Given exercise 1:
According to the 2012 tennis column, how long did the Australian Open final between Novak Djokovic and Rafael Nadal last?
Given exercise 2:
Return the 2012 tennis column word for word, from "The Toss: Best" to "of the year?".
Given exercise 3:
Why does the 2012 tennis column say the 2012 season can finally be closed down?

The Toss: Best matches of 2012
With the ATP World Tour Finals in the books, we can finally close down the 2012 season. Looking back, it was certainly a year of memorable matches, from the near six-hour epic between Novak Djokovic and Rafael Nadal in the Australian Open final, to Victoria Azarenka's near-upset of Serena Williams at the U.S. Open, to Andy Murray's breakthrough at the U.S. Open. In between the drama on the biggest stages, we had some wild matches week in and week out that produced some quality tennis, even if the sport's biggest titles weren't on the line.
This week's Toss features a panel of tennis writers who spent the last 10½ months watching every kind of match -- good, bad and ugly -- to try to answer a seemingly simple question.
Today's Toss: Which matches stood out as the best of the year?
Courtney Nguyen: Thanks for joining this week's discussion, everyone. As the ATP and WTA seasons have officially wrapped up -- yes, there's the Davis Cup final this weekend, but seriously, at some point we must draw a line -- the offseason has finally arrived and with it an ever-so-brief respite for those of us who have spent virtually every day of the last 11 months watching tennis. So we should obviously use this break to keep talking about tennis, right? Right.

Raw data:
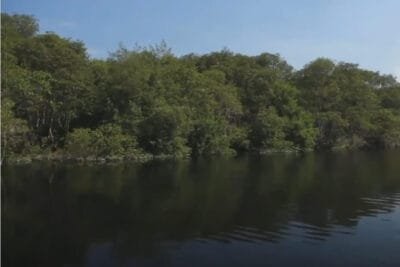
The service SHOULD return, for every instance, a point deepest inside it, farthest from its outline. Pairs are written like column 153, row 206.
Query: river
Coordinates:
column 314, row 209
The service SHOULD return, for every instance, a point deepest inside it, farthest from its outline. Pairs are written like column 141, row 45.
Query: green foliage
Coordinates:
column 14, row 132
column 107, row 140
column 147, row 99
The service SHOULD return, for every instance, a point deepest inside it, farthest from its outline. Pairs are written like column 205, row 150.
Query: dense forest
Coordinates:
column 56, row 100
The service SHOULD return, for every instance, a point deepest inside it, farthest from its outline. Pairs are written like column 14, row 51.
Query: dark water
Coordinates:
column 337, row 209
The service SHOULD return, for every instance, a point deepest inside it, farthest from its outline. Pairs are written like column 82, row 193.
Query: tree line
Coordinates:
column 148, row 101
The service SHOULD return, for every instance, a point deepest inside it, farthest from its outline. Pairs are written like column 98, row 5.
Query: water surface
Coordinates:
column 328, row 209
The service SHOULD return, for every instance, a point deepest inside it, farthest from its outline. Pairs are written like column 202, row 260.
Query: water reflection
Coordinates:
column 160, row 213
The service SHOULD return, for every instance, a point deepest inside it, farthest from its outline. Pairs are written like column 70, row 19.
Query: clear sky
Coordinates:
column 366, row 32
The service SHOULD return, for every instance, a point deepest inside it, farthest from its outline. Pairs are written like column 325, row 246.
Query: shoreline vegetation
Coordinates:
column 145, row 103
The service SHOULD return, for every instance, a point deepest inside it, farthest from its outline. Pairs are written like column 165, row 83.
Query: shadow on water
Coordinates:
column 136, row 214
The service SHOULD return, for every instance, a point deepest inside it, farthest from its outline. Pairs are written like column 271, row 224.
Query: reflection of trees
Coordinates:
column 138, row 206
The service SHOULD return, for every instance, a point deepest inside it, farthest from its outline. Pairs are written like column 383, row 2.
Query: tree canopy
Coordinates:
column 149, row 101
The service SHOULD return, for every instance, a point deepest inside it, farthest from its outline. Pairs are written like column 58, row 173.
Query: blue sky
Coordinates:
column 358, row 31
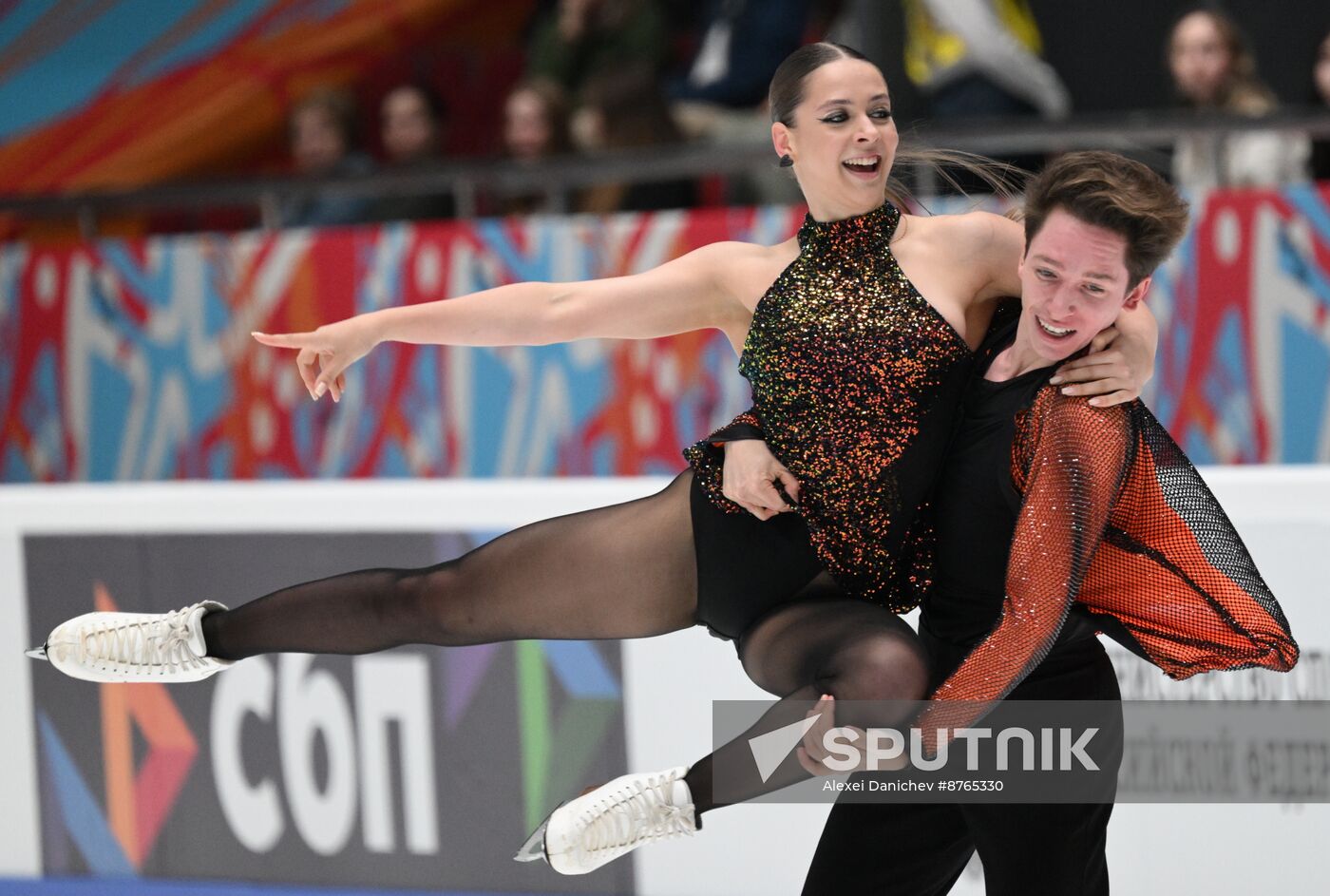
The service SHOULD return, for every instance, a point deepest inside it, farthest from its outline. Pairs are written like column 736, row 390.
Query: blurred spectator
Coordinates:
column 980, row 57
column 624, row 112
column 580, row 40
column 742, row 44
column 535, row 128
column 322, row 133
column 1320, row 77
column 412, row 119
column 1214, row 70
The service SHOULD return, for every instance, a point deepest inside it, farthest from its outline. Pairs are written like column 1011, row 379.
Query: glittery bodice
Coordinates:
column 855, row 379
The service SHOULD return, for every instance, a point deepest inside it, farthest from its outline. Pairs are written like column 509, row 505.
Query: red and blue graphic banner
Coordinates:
column 132, row 360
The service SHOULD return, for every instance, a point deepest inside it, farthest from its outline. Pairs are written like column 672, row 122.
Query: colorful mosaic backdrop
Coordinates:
column 120, row 93
column 130, row 359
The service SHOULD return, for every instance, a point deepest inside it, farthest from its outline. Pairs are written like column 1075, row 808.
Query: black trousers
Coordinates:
column 1027, row 849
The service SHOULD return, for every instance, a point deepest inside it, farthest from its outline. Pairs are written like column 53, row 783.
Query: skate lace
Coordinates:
column 159, row 643
column 637, row 812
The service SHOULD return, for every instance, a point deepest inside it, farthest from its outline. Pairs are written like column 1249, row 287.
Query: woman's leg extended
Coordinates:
column 618, row 572
column 846, row 648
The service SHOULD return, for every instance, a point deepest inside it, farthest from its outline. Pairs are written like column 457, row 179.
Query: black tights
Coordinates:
column 618, row 572
column 846, row 648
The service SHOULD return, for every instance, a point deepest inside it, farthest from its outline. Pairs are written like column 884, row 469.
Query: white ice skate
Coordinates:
column 133, row 646
column 612, row 820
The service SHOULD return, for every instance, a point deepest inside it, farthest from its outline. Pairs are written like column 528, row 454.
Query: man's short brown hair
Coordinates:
column 1112, row 192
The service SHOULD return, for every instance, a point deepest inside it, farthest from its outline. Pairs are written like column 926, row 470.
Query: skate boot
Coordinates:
column 133, row 646
column 612, row 820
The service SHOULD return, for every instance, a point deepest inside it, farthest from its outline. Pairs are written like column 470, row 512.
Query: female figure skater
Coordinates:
column 1054, row 520
column 855, row 376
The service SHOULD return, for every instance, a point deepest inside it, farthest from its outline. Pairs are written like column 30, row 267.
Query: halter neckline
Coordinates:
column 878, row 223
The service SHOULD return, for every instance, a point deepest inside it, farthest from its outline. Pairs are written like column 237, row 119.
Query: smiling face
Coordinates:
column 844, row 139
column 1200, row 59
column 1322, row 70
column 1074, row 283
column 527, row 130
column 409, row 130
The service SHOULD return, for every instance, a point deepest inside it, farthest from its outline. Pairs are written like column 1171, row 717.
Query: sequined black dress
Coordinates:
column 855, row 379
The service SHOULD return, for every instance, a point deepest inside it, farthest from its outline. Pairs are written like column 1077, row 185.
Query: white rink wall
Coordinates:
column 1282, row 513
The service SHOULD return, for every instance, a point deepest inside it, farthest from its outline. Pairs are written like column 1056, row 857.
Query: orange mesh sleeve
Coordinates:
column 1070, row 460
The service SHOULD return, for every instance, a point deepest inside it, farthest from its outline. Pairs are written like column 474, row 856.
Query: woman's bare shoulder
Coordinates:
column 747, row 270
column 968, row 230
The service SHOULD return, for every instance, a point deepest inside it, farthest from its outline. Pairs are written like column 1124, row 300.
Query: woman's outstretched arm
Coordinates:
column 689, row 293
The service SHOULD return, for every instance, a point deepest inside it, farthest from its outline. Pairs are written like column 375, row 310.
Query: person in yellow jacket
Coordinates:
column 980, row 57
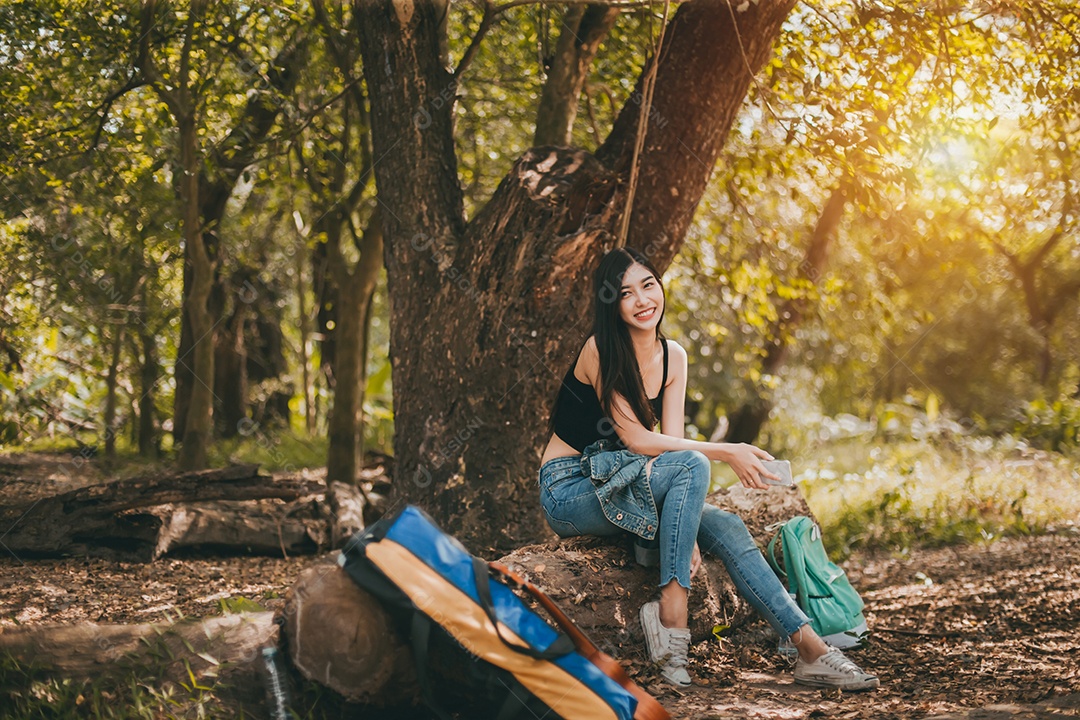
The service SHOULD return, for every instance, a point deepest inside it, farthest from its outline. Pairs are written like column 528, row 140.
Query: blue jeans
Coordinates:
column 679, row 483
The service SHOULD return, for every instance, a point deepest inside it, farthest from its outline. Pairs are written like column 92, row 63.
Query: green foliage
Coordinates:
column 1053, row 425
column 901, row 494
column 284, row 450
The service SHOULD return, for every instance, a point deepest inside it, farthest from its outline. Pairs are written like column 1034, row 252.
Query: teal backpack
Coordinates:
column 818, row 585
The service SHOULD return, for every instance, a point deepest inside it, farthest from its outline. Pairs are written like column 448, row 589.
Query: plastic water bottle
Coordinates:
column 277, row 681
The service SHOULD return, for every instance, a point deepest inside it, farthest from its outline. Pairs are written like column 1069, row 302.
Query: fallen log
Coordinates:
column 601, row 586
column 338, row 635
column 125, row 519
column 235, row 527
column 220, row 652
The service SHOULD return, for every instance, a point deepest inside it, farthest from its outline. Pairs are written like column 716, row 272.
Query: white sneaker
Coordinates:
column 834, row 670
column 666, row 646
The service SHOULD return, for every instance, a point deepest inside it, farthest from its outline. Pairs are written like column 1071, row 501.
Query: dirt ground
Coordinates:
column 987, row 632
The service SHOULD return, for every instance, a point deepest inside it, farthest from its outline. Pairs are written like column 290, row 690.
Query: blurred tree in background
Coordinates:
column 890, row 227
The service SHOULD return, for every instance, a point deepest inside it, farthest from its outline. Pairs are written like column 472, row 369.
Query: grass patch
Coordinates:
column 31, row 691
column 900, row 494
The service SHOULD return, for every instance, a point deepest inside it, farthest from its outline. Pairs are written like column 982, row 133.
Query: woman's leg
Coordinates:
column 679, row 481
column 725, row 535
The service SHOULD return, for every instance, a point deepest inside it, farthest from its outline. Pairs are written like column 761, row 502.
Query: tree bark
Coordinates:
column 110, row 392
column 583, row 29
column 148, row 381
column 485, row 317
column 745, row 423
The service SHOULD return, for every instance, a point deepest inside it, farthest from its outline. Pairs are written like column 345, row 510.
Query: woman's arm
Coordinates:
column 745, row 460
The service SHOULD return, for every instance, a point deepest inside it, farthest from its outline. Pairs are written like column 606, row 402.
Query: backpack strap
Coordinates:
column 648, row 708
column 772, row 554
column 561, row 647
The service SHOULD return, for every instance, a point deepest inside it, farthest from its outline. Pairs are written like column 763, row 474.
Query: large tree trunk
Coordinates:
column 486, row 317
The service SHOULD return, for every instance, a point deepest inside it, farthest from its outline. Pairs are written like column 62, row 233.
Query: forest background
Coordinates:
column 252, row 231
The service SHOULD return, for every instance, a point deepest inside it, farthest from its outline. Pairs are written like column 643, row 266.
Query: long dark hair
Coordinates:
column 619, row 369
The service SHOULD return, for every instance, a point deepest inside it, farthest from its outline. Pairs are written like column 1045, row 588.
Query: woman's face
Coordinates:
column 640, row 298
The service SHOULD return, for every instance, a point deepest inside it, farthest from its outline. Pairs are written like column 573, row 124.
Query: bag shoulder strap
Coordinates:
column 648, row 708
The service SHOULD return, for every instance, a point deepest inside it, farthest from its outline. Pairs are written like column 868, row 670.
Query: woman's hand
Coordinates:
column 694, row 561
column 745, row 460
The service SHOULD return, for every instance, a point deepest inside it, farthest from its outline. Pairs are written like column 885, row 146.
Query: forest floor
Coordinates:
column 988, row 632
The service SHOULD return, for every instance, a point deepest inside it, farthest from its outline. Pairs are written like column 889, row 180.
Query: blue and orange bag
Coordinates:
column 447, row 601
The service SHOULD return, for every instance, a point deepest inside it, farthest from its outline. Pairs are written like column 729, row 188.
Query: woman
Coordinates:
column 606, row 470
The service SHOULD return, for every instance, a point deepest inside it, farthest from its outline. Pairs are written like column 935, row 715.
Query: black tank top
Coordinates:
column 579, row 419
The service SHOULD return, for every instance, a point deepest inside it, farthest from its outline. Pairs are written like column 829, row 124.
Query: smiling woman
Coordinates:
column 607, row 471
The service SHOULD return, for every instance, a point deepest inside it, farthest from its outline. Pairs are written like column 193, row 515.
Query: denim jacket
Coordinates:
column 622, row 487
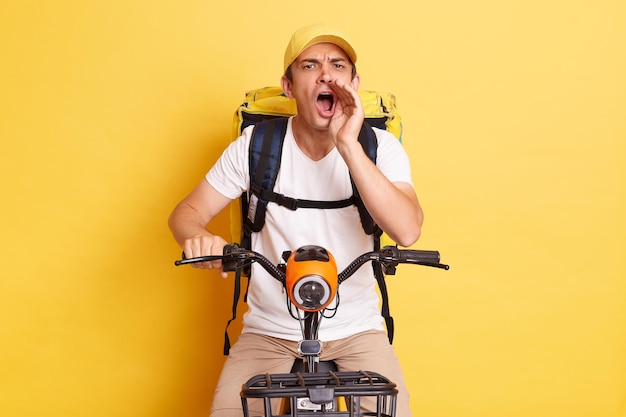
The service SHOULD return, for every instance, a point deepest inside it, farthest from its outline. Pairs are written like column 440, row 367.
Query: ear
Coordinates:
column 286, row 84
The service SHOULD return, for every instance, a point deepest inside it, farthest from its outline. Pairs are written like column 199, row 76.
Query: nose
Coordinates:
column 325, row 77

Complete response 1:
Nearly six hours.

Complete response 2:
The Toss: Best matches of 2012
With the ATP World Tour Finals in the books, we can finally close down the 2012 season. Looking back, it was certainly a year of memorable matches, from the near six-hour epic between Novak Djokovic and Rafael Nadal in the Australian Open final, to Victoria Azarenka's near-upset of Serena Williams at the U.S. Open, to Andy Murray's breakthrough at the U.S. Open. In between the drama on the biggest stages, we had some wild matches week in and week out that produced some quality tennis, even if the sport's biggest titles weren't on the line.
This week's Toss features a panel of tennis writers who spent the last 10½ months watching every kind of match -- good, bad and ugly -- to try to answer a seemingly simple question.
Today's Toss: Which matches stood out as the best of the year?

Complete response 3:
The 2012 season can be closed down because the ATP World Tour Finals are in the books. The ATP and WTA seasons have officially wrapped up.